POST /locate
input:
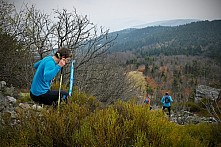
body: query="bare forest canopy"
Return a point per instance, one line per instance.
(202, 38)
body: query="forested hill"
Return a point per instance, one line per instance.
(197, 38)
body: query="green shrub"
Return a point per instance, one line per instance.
(82, 122)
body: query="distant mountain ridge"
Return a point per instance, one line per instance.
(174, 22)
(197, 38)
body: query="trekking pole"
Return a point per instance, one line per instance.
(71, 77)
(59, 92)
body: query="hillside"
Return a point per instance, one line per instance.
(197, 38)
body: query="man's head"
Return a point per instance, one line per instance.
(63, 53)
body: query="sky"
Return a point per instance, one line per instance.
(121, 14)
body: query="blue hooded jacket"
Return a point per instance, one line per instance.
(46, 70)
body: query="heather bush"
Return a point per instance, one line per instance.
(83, 122)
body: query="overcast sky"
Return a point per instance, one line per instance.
(120, 14)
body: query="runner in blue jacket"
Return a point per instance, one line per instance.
(46, 70)
(166, 100)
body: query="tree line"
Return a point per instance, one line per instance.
(29, 35)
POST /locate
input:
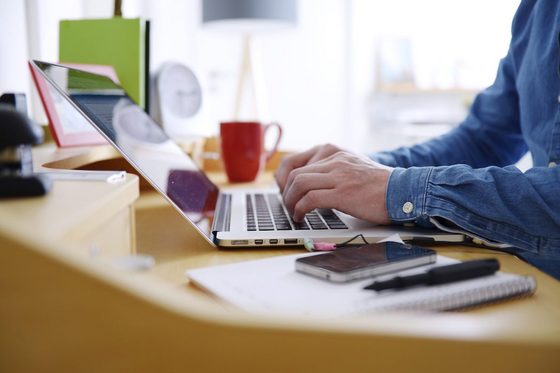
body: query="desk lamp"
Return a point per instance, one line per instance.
(248, 17)
(17, 134)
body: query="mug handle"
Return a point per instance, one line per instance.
(270, 153)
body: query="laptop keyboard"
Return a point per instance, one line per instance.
(266, 212)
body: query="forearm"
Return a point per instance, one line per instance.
(499, 204)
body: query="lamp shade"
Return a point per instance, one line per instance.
(249, 15)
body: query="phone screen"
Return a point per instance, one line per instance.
(365, 260)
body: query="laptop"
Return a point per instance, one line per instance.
(227, 218)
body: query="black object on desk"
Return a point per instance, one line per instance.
(17, 134)
(440, 275)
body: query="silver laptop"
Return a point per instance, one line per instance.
(227, 218)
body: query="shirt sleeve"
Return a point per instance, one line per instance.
(498, 204)
(490, 135)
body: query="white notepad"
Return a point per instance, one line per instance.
(273, 286)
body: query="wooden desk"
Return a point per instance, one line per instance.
(63, 309)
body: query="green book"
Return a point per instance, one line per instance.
(120, 42)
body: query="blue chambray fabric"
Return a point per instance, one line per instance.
(466, 177)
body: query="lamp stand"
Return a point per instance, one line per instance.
(250, 69)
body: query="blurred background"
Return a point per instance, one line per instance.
(365, 74)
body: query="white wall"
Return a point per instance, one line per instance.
(319, 76)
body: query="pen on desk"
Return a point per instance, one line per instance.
(440, 275)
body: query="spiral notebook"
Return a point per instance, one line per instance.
(273, 286)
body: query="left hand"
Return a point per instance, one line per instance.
(344, 181)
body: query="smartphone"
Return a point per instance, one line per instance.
(357, 262)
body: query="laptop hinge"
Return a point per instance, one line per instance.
(223, 214)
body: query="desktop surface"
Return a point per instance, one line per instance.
(80, 308)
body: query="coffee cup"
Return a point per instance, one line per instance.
(243, 148)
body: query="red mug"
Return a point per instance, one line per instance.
(243, 151)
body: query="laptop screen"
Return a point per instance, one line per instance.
(138, 138)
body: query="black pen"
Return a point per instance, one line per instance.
(440, 275)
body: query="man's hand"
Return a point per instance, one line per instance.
(294, 161)
(344, 181)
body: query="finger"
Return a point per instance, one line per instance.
(304, 183)
(318, 198)
(320, 167)
(324, 152)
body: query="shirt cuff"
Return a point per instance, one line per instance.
(406, 194)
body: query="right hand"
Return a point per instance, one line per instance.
(291, 162)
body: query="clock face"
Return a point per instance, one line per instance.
(179, 91)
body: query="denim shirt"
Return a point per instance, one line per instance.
(466, 179)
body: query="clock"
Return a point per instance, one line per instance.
(176, 99)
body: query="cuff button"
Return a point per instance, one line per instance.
(408, 207)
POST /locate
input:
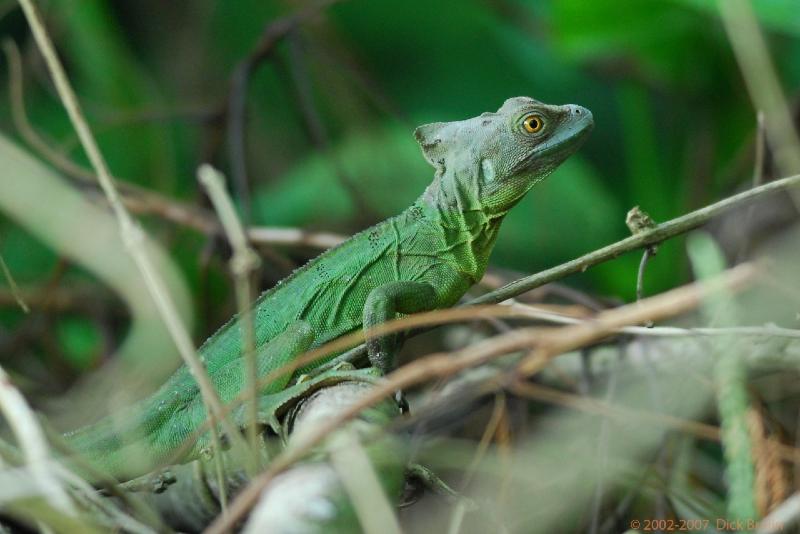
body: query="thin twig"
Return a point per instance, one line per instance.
(640, 273)
(139, 199)
(550, 344)
(762, 82)
(32, 441)
(132, 235)
(244, 263)
(663, 231)
(12, 284)
(236, 104)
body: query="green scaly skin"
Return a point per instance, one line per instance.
(425, 258)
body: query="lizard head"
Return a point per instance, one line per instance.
(489, 162)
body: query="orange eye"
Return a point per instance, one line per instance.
(532, 123)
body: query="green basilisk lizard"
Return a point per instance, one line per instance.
(425, 258)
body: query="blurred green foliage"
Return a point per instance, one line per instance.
(673, 130)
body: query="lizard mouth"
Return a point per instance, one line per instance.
(561, 145)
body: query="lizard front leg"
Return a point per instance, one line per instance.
(383, 304)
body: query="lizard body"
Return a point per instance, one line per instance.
(425, 258)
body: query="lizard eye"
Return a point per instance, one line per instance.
(532, 123)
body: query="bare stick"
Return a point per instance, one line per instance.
(244, 262)
(762, 82)
(132, 235)
(12, 284)
(139, 199)
(33, 444)
(663, 231)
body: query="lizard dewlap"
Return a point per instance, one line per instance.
(422, 259)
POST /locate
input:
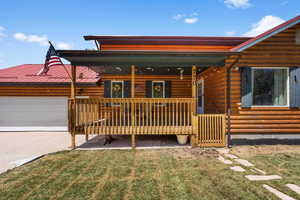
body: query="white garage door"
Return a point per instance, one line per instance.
(33, 113)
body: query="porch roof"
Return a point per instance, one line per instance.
(144, 58)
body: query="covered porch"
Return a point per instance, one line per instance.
(133, 115)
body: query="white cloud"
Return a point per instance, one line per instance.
(63, 45)
(42, 40)
(230, 33)
(237, 3)
(178, 16)
(191, 20)
(187, 18)
(266, 23)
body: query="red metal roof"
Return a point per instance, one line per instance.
(267, 34)
(27, 74)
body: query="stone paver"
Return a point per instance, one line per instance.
(278, 193)
(294, 187)
(228, 155)
(262, 178)
(223, 160)
(223, 150)
(15, 147)
(237, 169)
(260, 171)
(245, 163)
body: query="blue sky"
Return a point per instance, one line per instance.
(26, 25)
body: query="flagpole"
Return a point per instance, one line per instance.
(63, 64)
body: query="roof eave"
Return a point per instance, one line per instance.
(266, 35)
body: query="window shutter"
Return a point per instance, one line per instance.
(127, 89)
(246, 93)
(168, 89)
(107, 90)
(148, 89)
(295, 87)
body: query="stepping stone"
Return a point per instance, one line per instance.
(262, 178)
(294, 187)
(223, 150)
(223, 160)
(246, 163)
(260, 171)
(237, 169)
(278, 193)
(228, 155)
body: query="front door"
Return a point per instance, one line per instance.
(200, 96)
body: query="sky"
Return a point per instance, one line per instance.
(27, 25)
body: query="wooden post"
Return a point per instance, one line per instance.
(133, 143)
(73, 98)
(132, 81)
(228, 99)
(194, 109)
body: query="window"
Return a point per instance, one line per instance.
(158, 89)
(117, 89)
(270, 87)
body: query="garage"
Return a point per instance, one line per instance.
(33, 114)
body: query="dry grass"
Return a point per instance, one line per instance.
(283, 160)
(143, 174)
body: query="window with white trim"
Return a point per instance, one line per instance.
(270, 86)
(158, 89)
(117, 89)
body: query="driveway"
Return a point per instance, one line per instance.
(17, 146)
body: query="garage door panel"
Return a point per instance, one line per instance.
(33, 111)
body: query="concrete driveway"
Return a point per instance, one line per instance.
(18, 146)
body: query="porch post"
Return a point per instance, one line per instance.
(228, 99)
(194, 112)
(73, 107)
(133, 145)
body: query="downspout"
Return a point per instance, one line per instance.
(228, 96)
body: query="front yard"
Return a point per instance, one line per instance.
(148, 174)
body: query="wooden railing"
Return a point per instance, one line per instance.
(127, 116)
(210, 130)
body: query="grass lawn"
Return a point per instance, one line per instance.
(144, 174)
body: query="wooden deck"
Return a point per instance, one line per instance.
(145, 116)
(132, 116)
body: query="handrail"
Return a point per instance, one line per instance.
(132, 115)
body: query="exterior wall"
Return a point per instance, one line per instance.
(278, 51)
(48, 91)
(180, 88)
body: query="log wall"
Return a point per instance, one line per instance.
(277, 51)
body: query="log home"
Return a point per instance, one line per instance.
(206, 87)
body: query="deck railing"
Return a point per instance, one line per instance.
(210, 130)
(127, 116)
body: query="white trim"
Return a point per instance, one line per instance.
(111, 84)
(164, 88)
(287, 83)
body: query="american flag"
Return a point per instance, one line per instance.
(52, 59)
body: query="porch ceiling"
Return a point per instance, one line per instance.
(145, 58)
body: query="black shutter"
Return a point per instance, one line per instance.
(127, 89)
(107, 89)
(148, 93)
(295, 87)
(246, 87)
(168, 88)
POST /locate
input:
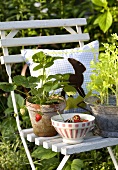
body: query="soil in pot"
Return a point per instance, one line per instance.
(43, 126)
(106, 117)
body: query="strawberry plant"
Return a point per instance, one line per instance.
(104, 79)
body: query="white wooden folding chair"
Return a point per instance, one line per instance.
(9, 40)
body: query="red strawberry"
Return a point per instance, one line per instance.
(76, 118)
(85, 120)
(38, 117)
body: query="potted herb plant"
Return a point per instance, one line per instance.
(42, 99)
(104, 87)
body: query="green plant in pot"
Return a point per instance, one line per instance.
(42, 99)
(104, 85)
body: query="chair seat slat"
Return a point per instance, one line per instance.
(42, 23)
(44, 40)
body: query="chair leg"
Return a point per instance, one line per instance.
(27, 151)
(62, 163)
(113, 157)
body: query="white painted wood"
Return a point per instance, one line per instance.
(113, 157)
(57, 146)
(12, 59)
(12, 34)
(41, 140)
(31, 137)
(89, 145)
(48, 144)
(42, 23)
(64, 160)
(27, 131)
(53, 39)
(79, 31)
(8, 70)
(70, 30)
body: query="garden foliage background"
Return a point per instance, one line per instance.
(102, 19)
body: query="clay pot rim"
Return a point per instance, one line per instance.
(38, 106)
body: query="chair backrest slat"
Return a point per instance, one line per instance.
(10, 29)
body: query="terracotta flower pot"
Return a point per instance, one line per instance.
(44, 127)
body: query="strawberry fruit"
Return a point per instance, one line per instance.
(76, 118)
(38, 117)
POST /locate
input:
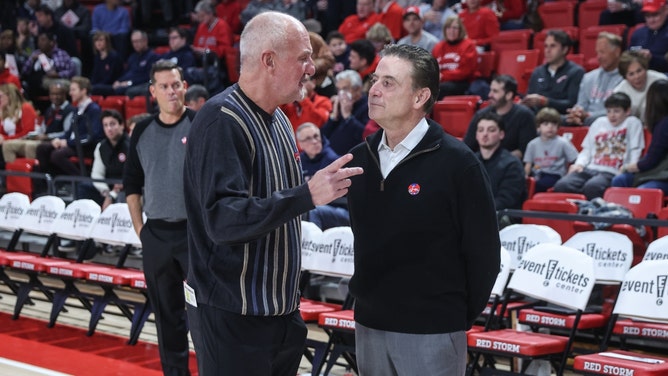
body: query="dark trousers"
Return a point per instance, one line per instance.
(165, 258)
(231, 344)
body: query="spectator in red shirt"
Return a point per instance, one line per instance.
(6, 77)
(457, 58)
(391, 15)
(481, 23)
(313, 108)
(213, 33)
(355, 26)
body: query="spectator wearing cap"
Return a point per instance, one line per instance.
(652, 39)
(481, 23)
(46, 22)
(356, 25)
(413, 24)
(391, 15)
(363, 58)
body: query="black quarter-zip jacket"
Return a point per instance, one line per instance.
(426, 237)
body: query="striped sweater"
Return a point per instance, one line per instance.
(244, 194)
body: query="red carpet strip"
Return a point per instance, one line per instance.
(68, 350)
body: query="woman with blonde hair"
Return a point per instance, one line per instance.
(17, 116)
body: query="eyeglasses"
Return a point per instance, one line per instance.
(315, 137)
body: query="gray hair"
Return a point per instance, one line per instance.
(267, 30)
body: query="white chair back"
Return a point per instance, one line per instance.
(504, 272)
(12, 207)
(42, 214)
(114, 227)
(77, 220)
(329, 252)
(556, 274)
(657, 250)
(643, 294)
(518, 239)
(612, 253)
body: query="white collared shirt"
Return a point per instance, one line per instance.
(389, 158)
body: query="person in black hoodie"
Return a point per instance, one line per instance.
(426, 235)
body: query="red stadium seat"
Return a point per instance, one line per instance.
(511, 40)
(589, 12)
(557, 14)
(519, 64)
(454, 115)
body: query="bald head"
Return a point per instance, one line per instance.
(267, 31)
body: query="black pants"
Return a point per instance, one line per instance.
(165, 258)
(231, 344)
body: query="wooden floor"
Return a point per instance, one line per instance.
(29, 348)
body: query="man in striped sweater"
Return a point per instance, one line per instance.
(244, 196)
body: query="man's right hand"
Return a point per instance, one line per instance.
(332, 182)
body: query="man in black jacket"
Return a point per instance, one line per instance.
(426, 237)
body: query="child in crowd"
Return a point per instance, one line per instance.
(612, 141)
(337, 44)
(548, 154)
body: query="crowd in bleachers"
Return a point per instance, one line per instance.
(511, 58)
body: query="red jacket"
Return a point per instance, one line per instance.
(24, 125)
(481, 26)
(7, 78)
(458, 61)
(217, 38)
(354, 28)
(314, 110)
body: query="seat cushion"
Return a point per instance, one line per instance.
(512, 342)
(643, 365)
(338, 320)
(642, 329)
(555, 320)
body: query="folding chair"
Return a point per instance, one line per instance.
(557, 14)
(640, 314)
(38, 219)
(643, 203)
(518, 239)
(612, 253)
(657, 250)
(114, 227)
(12, 207)
(519, 64)
(330, 252)
(564, 227)
(454, 115)
(555, 274)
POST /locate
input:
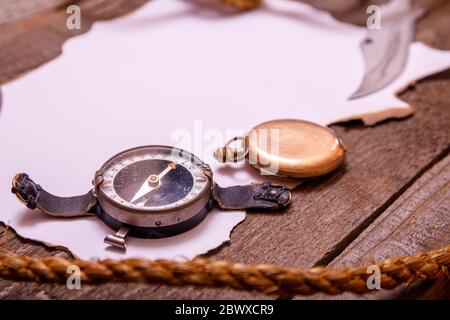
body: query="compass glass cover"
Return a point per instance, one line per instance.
(153, 178)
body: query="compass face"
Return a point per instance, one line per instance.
(154, 178)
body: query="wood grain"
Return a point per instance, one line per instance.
(385, 163)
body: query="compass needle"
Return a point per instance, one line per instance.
(151, 183)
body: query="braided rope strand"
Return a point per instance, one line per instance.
(265, 278)
(242, 4)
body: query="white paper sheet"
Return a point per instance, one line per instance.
(174, 73)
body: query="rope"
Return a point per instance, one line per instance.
(265, 278)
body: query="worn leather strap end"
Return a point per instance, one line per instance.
(34, 196)
(258, 196)
(26, 190)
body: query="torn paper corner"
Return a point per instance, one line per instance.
(372, 118)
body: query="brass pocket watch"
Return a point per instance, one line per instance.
(287, 148)
(151, 192)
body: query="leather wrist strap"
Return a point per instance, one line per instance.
(252, 196)
(34, 196)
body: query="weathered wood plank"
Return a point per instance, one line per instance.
(15, 10)
(418, 221)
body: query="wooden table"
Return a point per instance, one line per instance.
(392, 197)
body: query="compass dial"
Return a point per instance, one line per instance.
(154, 178)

..........

**OBJECTIVE**:
Count the lines in the listing that contain the string "blurred", treating uppercase and lowercase as different. Reply with the number alone.

**TASK ANSWER**:
2